Text provided →
-----

The ability to detect, quickly and reliably, the presence or absence of specific chemicals can be a matter of life or death. Leaks of toxic gases in air, monitoring of glucose in the bloodstream, testing for harmful compounds in foods and water, and early alert of chemical and biological warfare agents all require reliable and sensitive sensing devices. For example, the ability to detect, quickly and reliably, the presence of trace amounts of explosives or chemical and biological warfare agents in air is an urgent demand of homeland security.
Several detection devices and accompanying methods have been proposed and developed as part of a body of prior art. One example of a prior art sensor device is the quartz crystal microbalance. A quartz crystal microbalance is a disk-like quartz crystal. When an analyte (chemical or biological species) absorbs or binds onto the crystal surface, the effective mass of the crystal increases and results in a decrease in the resonance frequency that can be accurately measured. Using a quartz crystal microbalance, however, is subject to inherent limitations. Quartz crystal microbalance sensors detect changes in mass. By using a method to detect changes in mass, one cannot easily discriminate specific binding due to the analyte from nonspecific bindings due to other molecules. The smallest amount of mass change, a parameter that describes the sensitivity of a mass-detection based sensor, is also limited.
Another widely used mechanical device for chemical or biological sensors is the microfabricated cantilever, or microcantilever. Microcantilever sensors can be operated either in AC and DC modes. In AC mode, the cantilever is set to oscillate and the resonance frequency is detected upon binding of an analyte onto the cantilever surface. The operation of detecting the applicable resonance frequency of microcantilever sensors is similar to the detection operation performed using the quartz crystal microbalance. In the direct current (DC) mode, a bending in the cantilever induced by analyte adsorption is detected. The bending of the cantilever arises from analyte adsorption-induced surface stress in the cantilever.

-----

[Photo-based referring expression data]

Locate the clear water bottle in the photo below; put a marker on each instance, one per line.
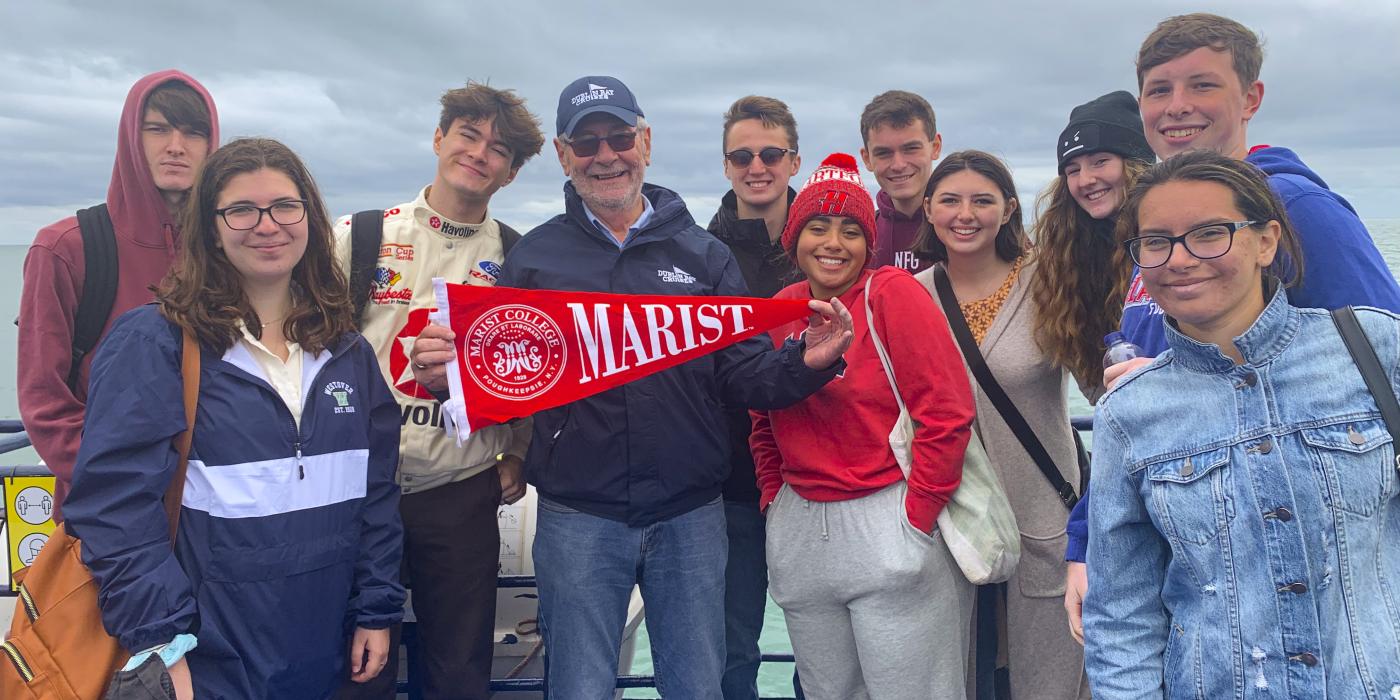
(1119, 349)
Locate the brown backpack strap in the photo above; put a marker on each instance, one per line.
(189, 373)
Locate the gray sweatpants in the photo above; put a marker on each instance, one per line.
(875, 609)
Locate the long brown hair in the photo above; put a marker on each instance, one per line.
(1249, 188)
(1011, 238)
(203, 293)
(1080, 282)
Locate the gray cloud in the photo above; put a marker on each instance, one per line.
(353, 86)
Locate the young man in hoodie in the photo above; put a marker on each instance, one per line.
(168, 128)
(759, 158)
(900, 144)
(1199, 88)
(451, 541)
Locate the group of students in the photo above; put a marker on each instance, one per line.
(1243, 479)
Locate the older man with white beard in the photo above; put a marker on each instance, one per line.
(629, 479)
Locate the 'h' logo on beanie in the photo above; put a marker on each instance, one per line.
(833, 189)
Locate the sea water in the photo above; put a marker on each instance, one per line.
(774, 679)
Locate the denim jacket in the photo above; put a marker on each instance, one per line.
(1245, 529)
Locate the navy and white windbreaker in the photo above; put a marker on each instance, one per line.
(655, 447)
(287, 538)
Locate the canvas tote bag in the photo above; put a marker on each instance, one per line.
(977, 524)
(58, 648)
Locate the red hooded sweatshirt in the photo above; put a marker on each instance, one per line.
(835, 444)
(53, 272)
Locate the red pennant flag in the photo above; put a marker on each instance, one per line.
(520, 352)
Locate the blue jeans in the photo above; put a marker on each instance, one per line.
(585, 567)
(745, 599)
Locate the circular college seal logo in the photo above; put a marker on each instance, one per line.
(514, 352)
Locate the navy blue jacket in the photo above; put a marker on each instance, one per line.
(657, 447)
(287, 539)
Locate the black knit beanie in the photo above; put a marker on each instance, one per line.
(1108, 123)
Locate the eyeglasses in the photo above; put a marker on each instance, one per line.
(1203, 242)
(245, 217)
(770, 156)
(587, 147)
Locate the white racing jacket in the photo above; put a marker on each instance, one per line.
(420, 244)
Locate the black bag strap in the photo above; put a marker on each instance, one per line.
(1364, 354)
(366, 237)
(100, 277)
(508, 238)
(996, 394)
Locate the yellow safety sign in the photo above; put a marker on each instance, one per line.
(28, 510)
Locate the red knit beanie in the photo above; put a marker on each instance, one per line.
(833, 191)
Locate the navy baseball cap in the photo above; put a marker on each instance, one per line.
(595, 94)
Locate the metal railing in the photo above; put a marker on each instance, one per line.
(13, 437)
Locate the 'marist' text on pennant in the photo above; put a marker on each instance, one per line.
(520, 352)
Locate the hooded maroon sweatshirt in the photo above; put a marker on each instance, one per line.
(53, 272)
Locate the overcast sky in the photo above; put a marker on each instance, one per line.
(353, 86)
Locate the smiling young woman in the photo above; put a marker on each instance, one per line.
(975, 233)
(851, 539)
(1252, 433)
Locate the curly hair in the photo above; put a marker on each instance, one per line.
(205, 294)
(1080, 282)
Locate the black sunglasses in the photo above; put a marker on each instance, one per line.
(587, 147)
(770, 156)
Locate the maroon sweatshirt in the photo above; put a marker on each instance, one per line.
(896, 234)
(53, 272)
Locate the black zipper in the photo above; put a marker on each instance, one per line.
(30, 608)
(20, 665)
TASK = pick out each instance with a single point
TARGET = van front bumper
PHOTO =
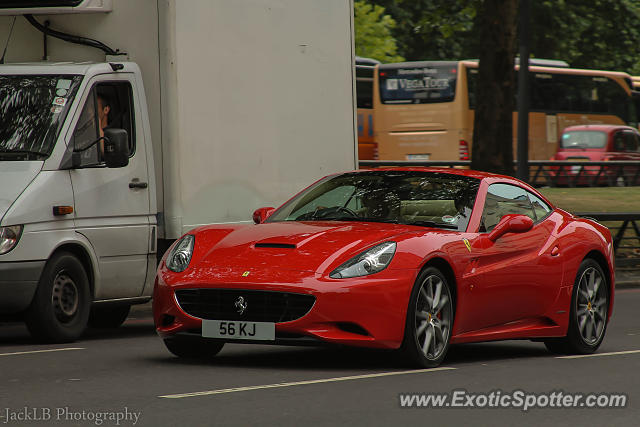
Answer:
(18, 284)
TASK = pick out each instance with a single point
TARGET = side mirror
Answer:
(116, 148)
(261, 214)
(511, 223)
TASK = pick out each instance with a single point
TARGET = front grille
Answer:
(261, 306)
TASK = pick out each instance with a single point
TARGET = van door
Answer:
(112, 204)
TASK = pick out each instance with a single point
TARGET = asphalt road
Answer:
(128, 371)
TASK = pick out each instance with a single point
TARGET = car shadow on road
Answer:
(15, 334)
(338, 358)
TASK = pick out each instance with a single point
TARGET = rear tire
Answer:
(108, 316)
(60, 308)
(193, 348)
(429, 320)
(589, 312)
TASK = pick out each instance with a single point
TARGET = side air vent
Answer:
(276, 245)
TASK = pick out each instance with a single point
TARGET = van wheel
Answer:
(108, 316)
(60, 308)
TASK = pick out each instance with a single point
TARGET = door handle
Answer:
(137, 184)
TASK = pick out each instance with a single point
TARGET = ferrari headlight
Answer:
(180, 256)
(368, 262)
(9, 237)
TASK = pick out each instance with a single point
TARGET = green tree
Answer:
(373, 37)
(493, 123)
(433, 29)
(597, 34)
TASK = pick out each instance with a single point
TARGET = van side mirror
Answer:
(116, 148)
(511, 223)
(261, 214)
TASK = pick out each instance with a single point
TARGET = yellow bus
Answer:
(425, 110)
(367, 148)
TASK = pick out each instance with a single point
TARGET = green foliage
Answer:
(433, 29)
(597, 34)
(373, 33)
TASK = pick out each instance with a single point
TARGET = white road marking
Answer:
(17, 353)
(298, 383)
(614, 353)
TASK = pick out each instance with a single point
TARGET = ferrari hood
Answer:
(14, 178)
(300, 246)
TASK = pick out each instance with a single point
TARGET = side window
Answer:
(540, 208)
(618, 141)
(504, 199)
(86, 133)
(109, 104)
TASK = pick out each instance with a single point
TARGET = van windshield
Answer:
(32, 111)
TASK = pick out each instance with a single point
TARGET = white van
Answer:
(94, 180)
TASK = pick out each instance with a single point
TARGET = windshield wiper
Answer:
(432, 224)
(364, 219)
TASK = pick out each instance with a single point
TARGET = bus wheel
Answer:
(60, 308)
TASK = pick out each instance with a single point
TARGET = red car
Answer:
(412, 259)
(596, 143)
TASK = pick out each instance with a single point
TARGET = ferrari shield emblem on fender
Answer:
(241, 305)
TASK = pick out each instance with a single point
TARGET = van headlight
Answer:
(9, 237)
(368, 262)
(180, 256)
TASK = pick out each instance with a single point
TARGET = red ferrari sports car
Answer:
(412, 259)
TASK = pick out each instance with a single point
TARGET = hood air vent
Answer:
(276, 245)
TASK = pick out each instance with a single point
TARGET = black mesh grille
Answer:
(261, 306)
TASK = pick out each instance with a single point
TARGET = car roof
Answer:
(598, 128)
(460, 172)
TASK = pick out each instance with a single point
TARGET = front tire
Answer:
(429, 319)
(193, 348)
(589, 312)
(60, 308)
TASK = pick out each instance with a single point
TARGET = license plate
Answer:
(235, 330)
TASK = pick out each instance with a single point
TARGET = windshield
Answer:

-----

What is expected → Transcribe the stretch of the text on chemical sensing devices from "Another widely used" through "in the cantilever.". These items come from a separate source.

Result of the task →
Another widely used mechanical device for chemical or biological sensors is the microfabricated cantilever, or microcantilever. Microcantilever sensors can be operated either in AC and DC modes. In AC mode, the cantilever is set to oscillate and the resonance frequency is detected upon binding of an analyte onto the cantilever surface. The operation of detecting the applicable resonance frequency of microcantilever sensors is similar to the detection operation performed using the quartz crystal microbalance. In the direct current (DC) mode, a bending in the cantilever induced by analyte adsorption is detected. The bending of the cantilever arises from analyte adsorption-induced surface stress in the cantilever.